TO DO:
(1) In the forum thread about dream attempts, why did PercyLucid make no attempt on days 30 and 31? Answer in one to three sentences.
(2) Please continue the forum thread about dream attempts from where it stops.

I tried WILD and woke up at 4:30 AM got up and went right back to bed.  :Sad:  I tried in the after noon at 5:15 (4-5 hours sleep previous night) and got some success I think. The sensations were pretty intense with HH blobs. There were tunnels or light that kept going faster in my eyes. After this I think I stopped counting my breaths and lost interest I was so tired or something.

----------


## BigFan

Day 71- Not much success, didn't even wake up when the alarm sounded  :tongue2:  I did have what I believe is a LD. Not much control and I lost a good part of it, but, at least I caught some of it. It's the latest entry in my DJ. Link is in my sig  :smiley:

----------


## PercyLucid

Congrats Jamal!!!

*Day 30 and 31*

I had only five hours sleep due lack of time so I did not attempt.

----------


## ClearView

Day 11: Nothing.. only dreams.

RECORDS:
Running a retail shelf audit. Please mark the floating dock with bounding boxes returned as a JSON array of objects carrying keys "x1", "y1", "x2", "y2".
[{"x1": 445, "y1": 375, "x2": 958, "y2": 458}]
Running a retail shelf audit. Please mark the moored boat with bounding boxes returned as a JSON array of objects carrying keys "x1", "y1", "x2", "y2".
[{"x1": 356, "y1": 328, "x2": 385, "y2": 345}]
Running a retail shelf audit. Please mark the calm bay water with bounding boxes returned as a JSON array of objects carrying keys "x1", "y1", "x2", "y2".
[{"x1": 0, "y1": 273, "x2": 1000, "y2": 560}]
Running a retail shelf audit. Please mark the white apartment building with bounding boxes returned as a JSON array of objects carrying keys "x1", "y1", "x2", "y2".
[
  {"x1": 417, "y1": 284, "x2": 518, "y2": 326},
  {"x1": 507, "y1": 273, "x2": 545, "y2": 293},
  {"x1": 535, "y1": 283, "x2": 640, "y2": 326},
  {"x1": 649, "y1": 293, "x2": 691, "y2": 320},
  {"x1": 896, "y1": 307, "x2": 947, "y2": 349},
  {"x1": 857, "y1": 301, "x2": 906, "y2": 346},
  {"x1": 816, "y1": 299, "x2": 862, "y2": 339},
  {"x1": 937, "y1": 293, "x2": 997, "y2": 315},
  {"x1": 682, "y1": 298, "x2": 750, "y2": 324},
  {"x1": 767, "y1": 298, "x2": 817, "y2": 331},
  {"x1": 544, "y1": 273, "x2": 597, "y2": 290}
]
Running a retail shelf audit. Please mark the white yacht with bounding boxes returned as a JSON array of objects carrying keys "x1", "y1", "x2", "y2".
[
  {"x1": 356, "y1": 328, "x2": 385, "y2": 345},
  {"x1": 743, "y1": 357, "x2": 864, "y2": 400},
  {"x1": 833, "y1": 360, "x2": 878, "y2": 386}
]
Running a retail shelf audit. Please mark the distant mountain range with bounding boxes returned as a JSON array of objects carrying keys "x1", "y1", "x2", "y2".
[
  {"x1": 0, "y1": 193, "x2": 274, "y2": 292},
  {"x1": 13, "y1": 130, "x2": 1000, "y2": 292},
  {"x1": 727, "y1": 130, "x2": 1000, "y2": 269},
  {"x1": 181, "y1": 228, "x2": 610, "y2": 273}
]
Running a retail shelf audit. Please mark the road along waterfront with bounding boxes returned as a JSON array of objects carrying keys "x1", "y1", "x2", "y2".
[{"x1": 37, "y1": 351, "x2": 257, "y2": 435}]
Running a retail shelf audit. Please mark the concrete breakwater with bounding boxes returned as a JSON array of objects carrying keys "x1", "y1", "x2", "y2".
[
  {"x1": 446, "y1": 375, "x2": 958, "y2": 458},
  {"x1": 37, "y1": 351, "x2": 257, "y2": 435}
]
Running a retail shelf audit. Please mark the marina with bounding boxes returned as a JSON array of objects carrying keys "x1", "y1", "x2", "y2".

REPLIES:
(1) PercyLucid got only five hours of sleep because of a lack of time, so there was no attempt on those days.

(2)
-Cv

----------


## BigFan

Day 72- Didn't wake up on my alarm, so, no luck  :tongue2:

----------


## Squaddle

Day 34 fell asleep waiting to brush my teeth didnt even chant or prepare but i still wont up at 3 i WBTB but it wasnt enough to LD i need more effot and also to do it before sleep i tried to wild but i kinda got uncomfortable staying there... nothing happened so i fell asleep next time ill wild with the intention TO SLEEP so it will succeed like Jamal lol

----------


## GameChef

Nothing. I usually get up and move around a little bit then get back in bed and start counting my breathes. But my 4:30 alarm woke me up from a DILD lucid dream and I wrote the entire thing down and it woke me up a bit, but not enough. After writing, I laid back down and started counting but it always seems my mind is too tired and it wanders onto other things and I fall asleep. I need to keep aware while attempting.

----------


## Mistborn

Day 22-25: I was going to try to WILD a few times, but I always fell asleep before anything happened.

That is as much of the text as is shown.